§ **Document extract**:
========

Settlers Landing is a station on the RTA Waterfront Line in Cleveland, Ohio. The station is located just south of the intersection of West Superior Avenue and Old River Road.

It is the first station beyond Tower City station on the Waterfront line, which extended the Green and Blue Lines into The Flats along the east bank of the Cuyahoga River and along the Lake Erie waterfront. The station is adjacent to the Settlers Landing historical site which marks the location where Moses Cleaveland and his surveying team disembarked from the Cuyahoga River to survey the city in 1796.

History
The station opened on July 10, 1996, when light rail service was extended 2.2 miles from Tower City through The Flats and along the lakefront. This extension was designated the Waterfront Line, although it is actually an extension of the Blue and Green Lines, as trains leaving this station toward Tower City continue along the Blue or Green Line routes to Shaker Heights.

========

§ **Records shown**:
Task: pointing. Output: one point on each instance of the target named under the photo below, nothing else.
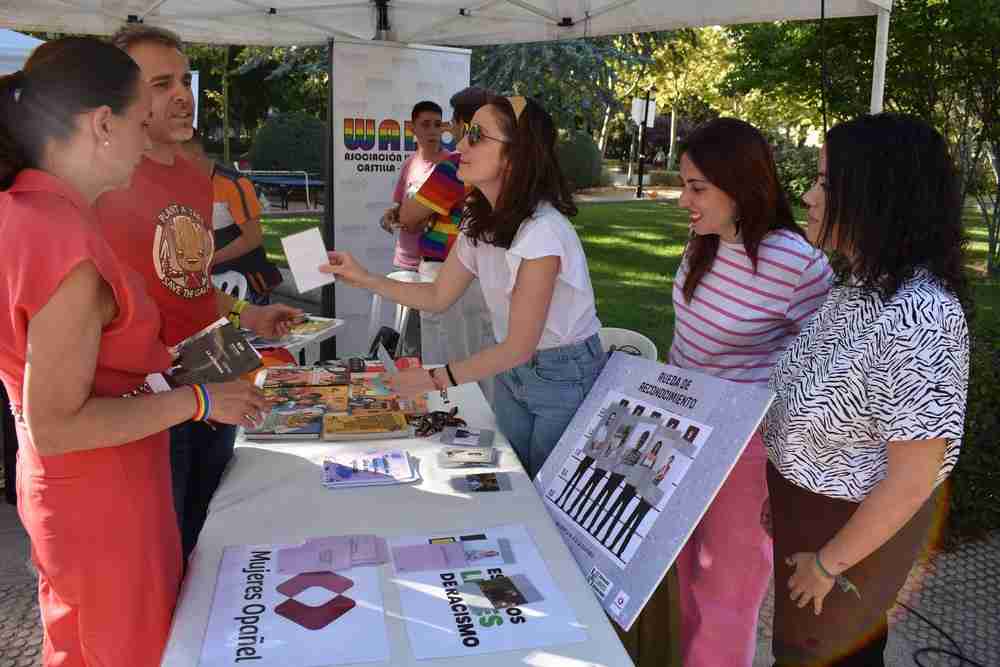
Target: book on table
(365, 408)
(366, 427)
(295, 424)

========

§ **Work instructions**:
[a] Locate each line in the entries that contains the string "pointing" and copy those lines out. Treat uppercase and lowercase as different.
[b] Carry on writing the article on the Settlers Landing station, starting after its final sentence.
The article on the Settlers Landing station and the entries are unrelated pieces of material.

§ **Answers to the problems**:
[a]
Task: pointing. Output: one point on each instance of the target named under the photo below, nothing else.

[b]
Station layout

Notable places nearby
 The Flats
 The Warehouse District
 Detroit-Superior Bridge
 Jacobs Pavilion

Artwork
The station includes eight etched glass panels created by local artist Martin Boyle. The panels join to make up windscreens to shield waiting riders at the outdoor station. Each of the panels, which measure 63 inches by 24 or 20 inches, have fine, detailed etchings of ships, canoes, early settlers in covered wagons and local waterways illustrating different local transportation eras. Each image is hand-drawn in a classical etching style and using a crosshatch technique. One illustration is a map of Cleaveland's route to the Cuyahoga.

Gallery

References

External links

Waterfront Line (RTA Rapid Transit)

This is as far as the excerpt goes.